• **WHAT THIS TASK INVOLVES**: Copy the forum post on SPI chip selects word for word, starting with "I am working" and going on through "you very much.".

** Start SOURCE TEXT **

DSPI multiple Peripheral chip select

petershih · ‎12-23-2015

Hi:

I am working on a custom board equipped with K66 MCU(120MHz, and 60MHz bus clock), serial Flash, Ethernet switch, and other peripherals. The purpose of serial Flash is just for data storage. The Ethernet switch is configurable through SPI interface. Both device are on SPI1 bus and I have successfully read both device ID at 500KHz baud. However I have Ethernet problem after I have some data write to serial flash. Investigate problem more detail, I found whenever SPI initialization DSPI_DRV_MasterInit() is called, the un-selected PCS will keep asserted even during data transferring. I am not sure if I utilize KSDK properly. Please let me know if you have any idea. Thank you very much.

Read serial flash ID with PCS0

yellow: PCS0 (PTB10)

green: PCS1 (PTB9)

blue: SCK (PTB11)

pink: SOUT (PTB16)

** End SOURCE TEXT **
** Start MATERIAL SUPPLIED **

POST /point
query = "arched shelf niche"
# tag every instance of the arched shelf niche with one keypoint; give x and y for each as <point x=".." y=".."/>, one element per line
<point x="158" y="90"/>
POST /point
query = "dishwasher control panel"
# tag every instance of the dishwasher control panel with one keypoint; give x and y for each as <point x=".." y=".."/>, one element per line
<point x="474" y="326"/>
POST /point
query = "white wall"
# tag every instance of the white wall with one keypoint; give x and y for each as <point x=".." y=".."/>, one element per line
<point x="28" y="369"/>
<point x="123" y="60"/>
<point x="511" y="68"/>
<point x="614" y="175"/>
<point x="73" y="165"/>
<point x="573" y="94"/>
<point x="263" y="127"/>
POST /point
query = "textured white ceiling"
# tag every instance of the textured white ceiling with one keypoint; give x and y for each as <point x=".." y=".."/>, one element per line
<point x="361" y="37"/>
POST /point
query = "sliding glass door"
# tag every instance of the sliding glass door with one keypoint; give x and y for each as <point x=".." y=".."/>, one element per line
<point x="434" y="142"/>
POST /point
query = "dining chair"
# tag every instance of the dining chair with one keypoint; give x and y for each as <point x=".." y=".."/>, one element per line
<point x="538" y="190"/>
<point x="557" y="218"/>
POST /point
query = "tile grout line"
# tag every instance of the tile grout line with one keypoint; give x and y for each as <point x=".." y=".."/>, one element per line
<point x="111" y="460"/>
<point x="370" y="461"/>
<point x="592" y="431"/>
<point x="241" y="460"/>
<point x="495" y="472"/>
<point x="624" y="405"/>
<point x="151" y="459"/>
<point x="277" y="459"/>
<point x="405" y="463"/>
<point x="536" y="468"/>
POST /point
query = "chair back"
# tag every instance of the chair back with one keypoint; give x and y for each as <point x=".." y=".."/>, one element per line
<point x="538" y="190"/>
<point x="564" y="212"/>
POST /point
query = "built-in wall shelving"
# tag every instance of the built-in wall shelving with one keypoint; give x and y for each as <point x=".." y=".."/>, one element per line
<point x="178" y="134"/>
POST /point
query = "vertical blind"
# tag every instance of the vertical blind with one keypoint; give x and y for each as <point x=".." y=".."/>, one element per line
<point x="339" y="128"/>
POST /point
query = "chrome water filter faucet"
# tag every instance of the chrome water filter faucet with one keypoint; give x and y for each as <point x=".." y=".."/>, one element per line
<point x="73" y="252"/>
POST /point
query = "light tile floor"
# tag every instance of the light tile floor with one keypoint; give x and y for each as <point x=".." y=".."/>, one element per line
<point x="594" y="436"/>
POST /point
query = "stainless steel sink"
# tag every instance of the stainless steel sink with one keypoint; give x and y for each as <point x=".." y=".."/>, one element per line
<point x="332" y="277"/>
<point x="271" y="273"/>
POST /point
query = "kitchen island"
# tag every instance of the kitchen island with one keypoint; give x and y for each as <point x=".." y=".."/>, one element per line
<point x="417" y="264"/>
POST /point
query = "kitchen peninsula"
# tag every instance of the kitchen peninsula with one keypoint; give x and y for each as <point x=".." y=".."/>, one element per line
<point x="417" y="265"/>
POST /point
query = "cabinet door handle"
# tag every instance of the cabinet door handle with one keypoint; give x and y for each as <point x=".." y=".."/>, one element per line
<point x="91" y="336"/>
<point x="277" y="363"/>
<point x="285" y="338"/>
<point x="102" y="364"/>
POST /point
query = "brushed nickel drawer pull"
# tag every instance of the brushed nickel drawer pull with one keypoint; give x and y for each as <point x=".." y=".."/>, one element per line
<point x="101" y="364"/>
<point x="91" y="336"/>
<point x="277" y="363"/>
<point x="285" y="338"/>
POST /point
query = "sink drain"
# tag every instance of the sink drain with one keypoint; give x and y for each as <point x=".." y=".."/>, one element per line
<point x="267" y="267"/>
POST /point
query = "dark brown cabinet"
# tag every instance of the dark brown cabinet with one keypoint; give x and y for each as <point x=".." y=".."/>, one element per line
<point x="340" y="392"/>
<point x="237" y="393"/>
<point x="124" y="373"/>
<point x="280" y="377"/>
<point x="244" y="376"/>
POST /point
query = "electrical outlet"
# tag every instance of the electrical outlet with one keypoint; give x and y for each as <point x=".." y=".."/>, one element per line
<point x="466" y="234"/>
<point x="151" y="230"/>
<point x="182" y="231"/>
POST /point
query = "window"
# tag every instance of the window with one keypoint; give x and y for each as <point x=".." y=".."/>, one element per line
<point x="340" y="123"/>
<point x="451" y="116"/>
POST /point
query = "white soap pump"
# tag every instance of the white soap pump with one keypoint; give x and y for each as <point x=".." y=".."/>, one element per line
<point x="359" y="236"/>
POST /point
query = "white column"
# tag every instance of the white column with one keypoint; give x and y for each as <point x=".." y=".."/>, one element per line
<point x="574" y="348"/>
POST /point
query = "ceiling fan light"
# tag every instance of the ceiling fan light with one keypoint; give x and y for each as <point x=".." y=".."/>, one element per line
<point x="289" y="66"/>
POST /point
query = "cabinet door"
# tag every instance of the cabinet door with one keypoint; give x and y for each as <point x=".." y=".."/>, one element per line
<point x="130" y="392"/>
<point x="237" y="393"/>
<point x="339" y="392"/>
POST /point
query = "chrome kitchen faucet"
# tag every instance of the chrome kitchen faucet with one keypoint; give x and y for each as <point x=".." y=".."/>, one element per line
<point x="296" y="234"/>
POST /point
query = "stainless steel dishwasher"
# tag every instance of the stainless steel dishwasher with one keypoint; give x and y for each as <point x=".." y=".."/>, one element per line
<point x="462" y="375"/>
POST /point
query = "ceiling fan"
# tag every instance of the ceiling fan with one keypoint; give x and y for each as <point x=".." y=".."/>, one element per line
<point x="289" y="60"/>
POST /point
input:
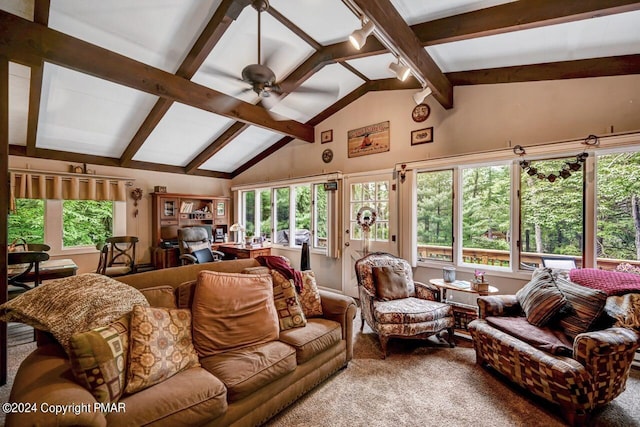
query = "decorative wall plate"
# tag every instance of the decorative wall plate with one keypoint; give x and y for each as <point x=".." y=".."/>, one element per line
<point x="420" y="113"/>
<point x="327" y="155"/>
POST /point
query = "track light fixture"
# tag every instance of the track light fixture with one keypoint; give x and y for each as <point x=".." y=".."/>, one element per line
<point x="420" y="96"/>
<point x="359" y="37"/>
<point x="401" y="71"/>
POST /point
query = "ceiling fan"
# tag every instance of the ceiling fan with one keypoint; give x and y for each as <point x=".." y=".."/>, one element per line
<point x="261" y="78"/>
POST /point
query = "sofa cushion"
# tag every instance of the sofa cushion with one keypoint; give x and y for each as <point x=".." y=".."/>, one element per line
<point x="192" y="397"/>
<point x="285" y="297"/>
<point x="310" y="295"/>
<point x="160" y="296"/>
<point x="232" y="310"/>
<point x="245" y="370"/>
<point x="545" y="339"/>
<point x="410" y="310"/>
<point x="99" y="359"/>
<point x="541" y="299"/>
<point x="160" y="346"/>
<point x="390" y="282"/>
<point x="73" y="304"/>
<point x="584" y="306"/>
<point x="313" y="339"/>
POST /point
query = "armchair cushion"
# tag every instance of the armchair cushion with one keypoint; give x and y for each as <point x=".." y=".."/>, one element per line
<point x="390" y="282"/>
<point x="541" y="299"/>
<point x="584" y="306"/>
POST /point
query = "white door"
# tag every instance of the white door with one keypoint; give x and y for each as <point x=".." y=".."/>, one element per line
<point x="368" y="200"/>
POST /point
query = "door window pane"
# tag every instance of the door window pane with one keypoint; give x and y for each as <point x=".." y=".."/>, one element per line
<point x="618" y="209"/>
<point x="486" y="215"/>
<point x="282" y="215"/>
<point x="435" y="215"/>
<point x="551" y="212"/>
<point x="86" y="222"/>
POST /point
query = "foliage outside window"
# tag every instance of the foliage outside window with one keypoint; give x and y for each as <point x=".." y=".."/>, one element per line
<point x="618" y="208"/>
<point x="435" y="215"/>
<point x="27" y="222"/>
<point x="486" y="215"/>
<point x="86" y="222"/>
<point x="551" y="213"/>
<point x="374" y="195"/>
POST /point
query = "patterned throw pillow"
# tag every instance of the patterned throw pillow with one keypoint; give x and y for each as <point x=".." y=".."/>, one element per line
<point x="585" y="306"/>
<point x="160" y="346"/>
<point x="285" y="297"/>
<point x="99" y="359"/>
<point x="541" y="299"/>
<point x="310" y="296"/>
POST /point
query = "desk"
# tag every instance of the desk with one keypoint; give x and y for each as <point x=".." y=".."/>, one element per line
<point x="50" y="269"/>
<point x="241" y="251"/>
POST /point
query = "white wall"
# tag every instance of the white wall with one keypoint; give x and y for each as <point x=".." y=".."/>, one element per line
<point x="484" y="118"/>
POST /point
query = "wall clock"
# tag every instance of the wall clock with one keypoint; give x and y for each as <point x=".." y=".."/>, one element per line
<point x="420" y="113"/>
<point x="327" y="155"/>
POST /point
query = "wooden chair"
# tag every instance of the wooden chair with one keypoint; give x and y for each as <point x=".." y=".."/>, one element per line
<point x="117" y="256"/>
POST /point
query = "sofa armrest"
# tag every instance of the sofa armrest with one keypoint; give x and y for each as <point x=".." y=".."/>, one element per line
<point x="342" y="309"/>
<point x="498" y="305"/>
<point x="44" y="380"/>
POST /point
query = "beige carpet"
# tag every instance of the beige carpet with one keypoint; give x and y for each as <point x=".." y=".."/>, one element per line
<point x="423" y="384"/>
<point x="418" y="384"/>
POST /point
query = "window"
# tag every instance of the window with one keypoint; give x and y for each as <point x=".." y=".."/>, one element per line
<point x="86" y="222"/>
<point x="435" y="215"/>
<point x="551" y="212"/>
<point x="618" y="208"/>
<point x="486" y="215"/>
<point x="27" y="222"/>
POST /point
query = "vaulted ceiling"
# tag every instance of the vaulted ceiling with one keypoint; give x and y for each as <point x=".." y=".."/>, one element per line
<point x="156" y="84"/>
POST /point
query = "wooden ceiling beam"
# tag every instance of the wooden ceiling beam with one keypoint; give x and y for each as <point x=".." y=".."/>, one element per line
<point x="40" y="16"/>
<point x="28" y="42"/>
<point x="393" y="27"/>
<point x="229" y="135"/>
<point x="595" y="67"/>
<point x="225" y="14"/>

** End MATERIAL SUPPLIED **
** Start MATERIAL SUPPLIED **

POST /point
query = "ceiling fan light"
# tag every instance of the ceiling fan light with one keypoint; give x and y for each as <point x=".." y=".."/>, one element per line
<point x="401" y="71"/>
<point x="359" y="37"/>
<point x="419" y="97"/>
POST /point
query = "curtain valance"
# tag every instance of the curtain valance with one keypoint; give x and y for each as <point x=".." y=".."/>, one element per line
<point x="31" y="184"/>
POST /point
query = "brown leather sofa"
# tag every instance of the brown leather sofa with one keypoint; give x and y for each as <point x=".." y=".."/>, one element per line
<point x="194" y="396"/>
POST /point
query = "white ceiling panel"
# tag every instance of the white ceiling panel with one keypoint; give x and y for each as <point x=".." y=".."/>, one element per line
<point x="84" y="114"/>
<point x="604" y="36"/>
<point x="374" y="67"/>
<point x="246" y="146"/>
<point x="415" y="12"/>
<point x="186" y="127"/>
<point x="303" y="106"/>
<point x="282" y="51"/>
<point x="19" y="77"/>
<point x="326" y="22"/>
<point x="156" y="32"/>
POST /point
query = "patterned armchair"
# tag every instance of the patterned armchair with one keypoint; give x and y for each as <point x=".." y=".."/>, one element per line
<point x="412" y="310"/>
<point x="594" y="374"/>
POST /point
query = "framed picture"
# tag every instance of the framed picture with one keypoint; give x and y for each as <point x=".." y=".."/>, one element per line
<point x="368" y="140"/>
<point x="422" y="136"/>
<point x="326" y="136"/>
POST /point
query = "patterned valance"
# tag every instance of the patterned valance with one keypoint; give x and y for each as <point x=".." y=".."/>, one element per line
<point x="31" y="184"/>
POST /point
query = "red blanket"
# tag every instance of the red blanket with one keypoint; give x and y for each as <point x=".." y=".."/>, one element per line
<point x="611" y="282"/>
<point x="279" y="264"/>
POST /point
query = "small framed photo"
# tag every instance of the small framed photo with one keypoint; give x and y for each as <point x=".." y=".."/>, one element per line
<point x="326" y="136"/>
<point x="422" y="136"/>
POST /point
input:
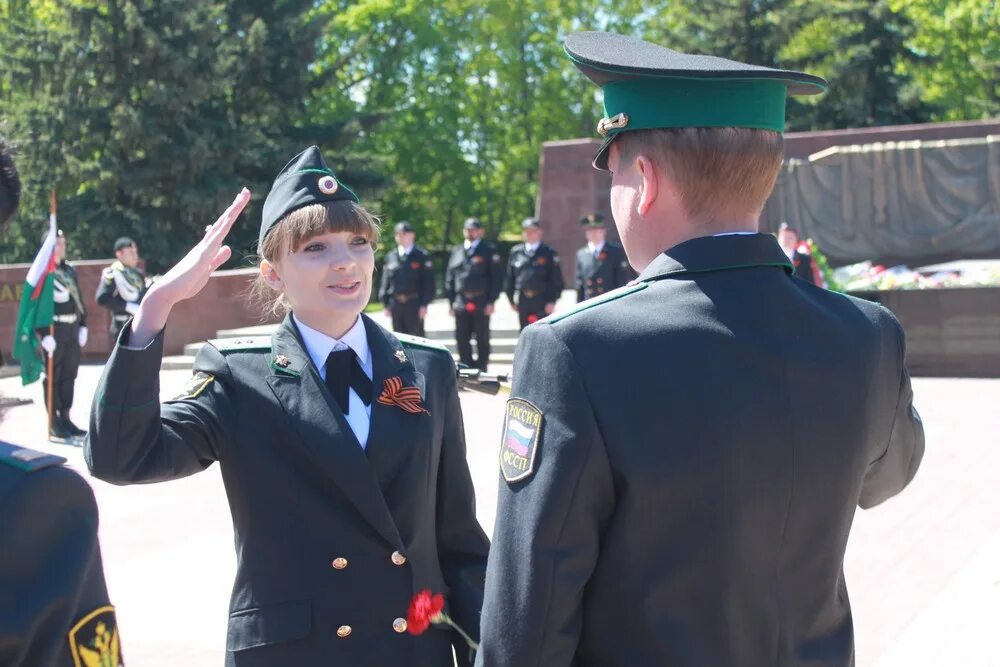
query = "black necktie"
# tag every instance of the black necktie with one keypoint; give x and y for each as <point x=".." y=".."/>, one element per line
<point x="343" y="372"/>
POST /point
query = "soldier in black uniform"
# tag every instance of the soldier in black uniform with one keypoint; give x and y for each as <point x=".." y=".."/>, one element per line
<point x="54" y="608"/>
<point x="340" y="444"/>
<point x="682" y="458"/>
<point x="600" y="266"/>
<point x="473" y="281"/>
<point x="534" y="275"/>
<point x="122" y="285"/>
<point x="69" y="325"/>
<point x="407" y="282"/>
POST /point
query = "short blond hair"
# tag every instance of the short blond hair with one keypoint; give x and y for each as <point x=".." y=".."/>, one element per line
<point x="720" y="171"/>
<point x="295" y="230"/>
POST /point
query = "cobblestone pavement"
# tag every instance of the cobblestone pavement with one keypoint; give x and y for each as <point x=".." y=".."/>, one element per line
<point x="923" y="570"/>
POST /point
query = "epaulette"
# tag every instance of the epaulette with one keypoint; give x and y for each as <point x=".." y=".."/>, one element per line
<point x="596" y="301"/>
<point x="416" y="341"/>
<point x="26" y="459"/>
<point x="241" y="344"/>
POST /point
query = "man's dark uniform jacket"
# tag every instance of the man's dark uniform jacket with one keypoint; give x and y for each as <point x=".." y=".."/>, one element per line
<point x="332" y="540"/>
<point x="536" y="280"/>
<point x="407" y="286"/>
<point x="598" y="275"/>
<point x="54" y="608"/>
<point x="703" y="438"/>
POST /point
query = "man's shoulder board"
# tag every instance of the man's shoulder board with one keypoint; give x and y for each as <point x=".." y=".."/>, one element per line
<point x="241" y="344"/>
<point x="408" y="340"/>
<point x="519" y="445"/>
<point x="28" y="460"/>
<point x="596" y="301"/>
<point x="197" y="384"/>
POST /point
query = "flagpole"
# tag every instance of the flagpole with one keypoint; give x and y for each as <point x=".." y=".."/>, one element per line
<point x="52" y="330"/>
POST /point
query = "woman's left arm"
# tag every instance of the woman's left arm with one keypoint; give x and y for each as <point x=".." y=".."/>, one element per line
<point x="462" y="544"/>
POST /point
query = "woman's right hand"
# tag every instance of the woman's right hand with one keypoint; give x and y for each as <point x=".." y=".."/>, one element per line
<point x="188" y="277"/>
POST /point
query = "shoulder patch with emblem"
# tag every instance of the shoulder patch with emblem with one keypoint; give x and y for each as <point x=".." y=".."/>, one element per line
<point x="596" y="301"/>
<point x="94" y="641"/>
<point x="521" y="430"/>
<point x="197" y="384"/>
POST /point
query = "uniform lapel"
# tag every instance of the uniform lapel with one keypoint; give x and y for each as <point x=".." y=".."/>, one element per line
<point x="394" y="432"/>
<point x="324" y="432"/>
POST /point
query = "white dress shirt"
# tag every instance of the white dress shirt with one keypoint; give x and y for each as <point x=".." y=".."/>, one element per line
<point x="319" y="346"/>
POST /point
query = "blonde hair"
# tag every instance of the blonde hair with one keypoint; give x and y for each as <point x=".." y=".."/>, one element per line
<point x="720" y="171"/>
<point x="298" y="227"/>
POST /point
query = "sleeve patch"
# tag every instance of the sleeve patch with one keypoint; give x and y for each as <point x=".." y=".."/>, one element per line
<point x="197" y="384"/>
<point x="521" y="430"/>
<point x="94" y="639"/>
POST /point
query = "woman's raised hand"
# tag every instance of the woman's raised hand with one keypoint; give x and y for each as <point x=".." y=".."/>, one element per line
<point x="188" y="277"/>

** End MATERIAL SUPPLIED **
** Start MATERIAL SUPPLIED **

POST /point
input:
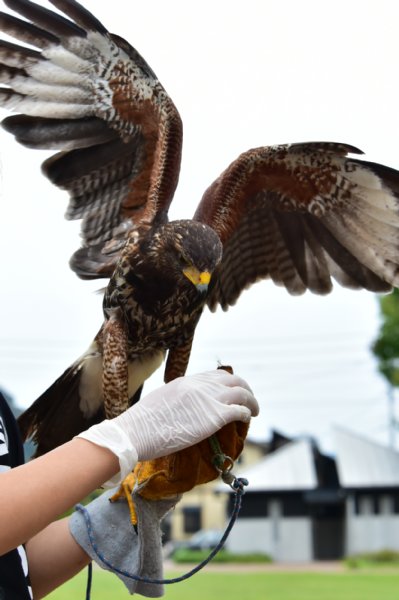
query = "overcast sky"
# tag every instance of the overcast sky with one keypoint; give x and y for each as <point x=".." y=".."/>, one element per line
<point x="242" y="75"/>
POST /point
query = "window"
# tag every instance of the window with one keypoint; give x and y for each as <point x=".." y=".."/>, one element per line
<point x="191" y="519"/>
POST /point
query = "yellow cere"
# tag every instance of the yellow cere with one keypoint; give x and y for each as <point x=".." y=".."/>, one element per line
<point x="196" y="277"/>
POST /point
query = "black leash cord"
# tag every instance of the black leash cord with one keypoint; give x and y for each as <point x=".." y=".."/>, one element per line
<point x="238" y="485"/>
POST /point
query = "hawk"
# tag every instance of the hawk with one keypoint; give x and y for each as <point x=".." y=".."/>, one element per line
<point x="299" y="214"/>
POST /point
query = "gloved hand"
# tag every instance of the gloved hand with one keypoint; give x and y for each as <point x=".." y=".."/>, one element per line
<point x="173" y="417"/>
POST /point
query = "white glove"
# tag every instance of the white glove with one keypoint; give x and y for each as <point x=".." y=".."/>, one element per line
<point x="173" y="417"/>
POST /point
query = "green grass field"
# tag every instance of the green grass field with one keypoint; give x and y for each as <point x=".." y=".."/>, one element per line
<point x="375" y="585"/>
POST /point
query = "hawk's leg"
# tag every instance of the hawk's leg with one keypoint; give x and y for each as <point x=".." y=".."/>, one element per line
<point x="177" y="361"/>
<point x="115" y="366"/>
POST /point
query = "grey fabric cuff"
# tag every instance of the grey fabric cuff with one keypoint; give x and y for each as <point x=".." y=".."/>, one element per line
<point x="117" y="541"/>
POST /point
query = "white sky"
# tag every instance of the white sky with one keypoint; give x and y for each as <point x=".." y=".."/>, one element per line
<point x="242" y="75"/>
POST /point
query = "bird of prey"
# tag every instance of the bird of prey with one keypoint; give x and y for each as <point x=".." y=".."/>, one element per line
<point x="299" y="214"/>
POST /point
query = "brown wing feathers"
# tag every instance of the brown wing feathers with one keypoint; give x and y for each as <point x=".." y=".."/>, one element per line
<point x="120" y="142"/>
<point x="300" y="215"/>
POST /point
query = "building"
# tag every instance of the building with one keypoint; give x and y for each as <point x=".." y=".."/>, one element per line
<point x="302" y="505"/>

** End MATERIAL SUPPLIED **

• **ANSWER TO THE EXERCISE**:
I am working on a custom board equipped with K66 MCU(120MHz, and 60MHz bus clock), serial Flash, Ethernet switch, and other peripherals. The purpose of serial Flash is just for data storage. The Ethernet switch is configurable through SPI interface. Both device are on SPI1 bus and I have successfully read both device ID at 500KHz baud. However I have Ethernet problem after I have some data write to serial flash. Investigate problem more detail, I found whenever SPI initialization DSPI_DRV_MasterInit() is called, the un-selected PCS will keep asserted even during data transferring. I am not sure if I utilize KSDK properly. Please let me know if you have any idea. Thank you very much.